DOCUMENT TEXT
-----

Descendents of Ernest and Katharine MacAndrew



Pallinghurst, 1919-1959: The MacAndrew Years, 1919-1959

Chapter 17. Descendents of Ernest and Katharine MacAndrew

Roderic O’Neill MacAndrew, known as Mac like his father, was born in The Wirrall in 1904, so he was 15 when the family moved to Rudgwick. He was not satisfied by life in England so left for South Africa when quite young, intent on becoming a farmer. In his youth he had been a keen sailor with his Uncle Vernon, enjoying collecting shells, and later on visits to England he joined the family sailing at Seaview in the Isle of Wight. He married 21 year old Marjorie K Marcus in Bloemfontein, South Africa in 1931. In the 1930s they were farming on land called Quarme near Greytown in Natal. A deed of sale shows him adding a further 200 acres to this farm in 1935. They had three daughters. The marriage however was not going well and they legally separated in 1939. Returning to Rudgwick that year he learned to fly, and gained his aviator’s certificate on a tiger moth at Brookwood. He was described as a farmer on the flying certificate, which gave Pallinghurst as his address.

He then returned to Africa, serving in the South African Infantry during the war. He had badfly wanted to join the air force, but was too old at 35. In Cairo he had an accident involving a lift which left him with some disfigurement to his face. Roderic was a frequent sea traveller to judge by the number of times he is found in the incoming passenger lists. He was a keen fisherman and built three ski boats which he trailed to Durban and Mozambique to fish. The boats were all built in his garage with hand tools and to electricity.

-----

SUPPLIED DATA
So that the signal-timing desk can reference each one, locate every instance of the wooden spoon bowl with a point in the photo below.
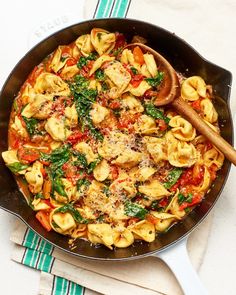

-----

EXERCISE DIRECTIONS
Resume the chapter on the descendants of Ernest and Katharine MacAndrew, starting right after its final sentence.

RESPONSE AREA
His name is listed on a website of Greytown in Natal. Some of the information here came from a Greytown attorney involved with the website, who discovered by chance he had a file on Roderic in his archive. Such is the power of the internet to give up secrets. In these documents, Roderic gives his address as Quarme in 1947. He had returned to his farm after the war. Some years later, the farm was sold to Dim Turner in Greytown. When Denise asked him why he was selling Quarme, he replied that if someone was prepared to buy at such a silly price he felt obliged to sell!

He then bought two farms in Rhodesia, Melsetter and Chigwe. He built roads, planted timber and avocado pears. He tried coffee but that failed. He built his little house, adding hot water in a 45 gallon drum, heated over a wood fire, and electricity from a generator. He moved every few months between Rhodesia and Umdloti beach on a regular basis. He got on well with his farm labourers in Rhodesia and managed to survive the murders to which most of his neighbours succumbed. Richard Shepherd, his nephew, remembers visiting him in Rhodesia in 1962, and finding the farm in Rhodesia very beautiful, and forested, but living conditions primitive.

However he fell victim to cancer and when the local hospitals were very busy coping with the UDI war wounded to take his complaints of pain seriously, he was flown out on a regular flight from what is now Harare, the Rhodesian government having refused him clearance for a private flight. It was when he arrived in South Africa that the cancer was diagnosed. He was nursed at my home for three months before he died in the 1980s.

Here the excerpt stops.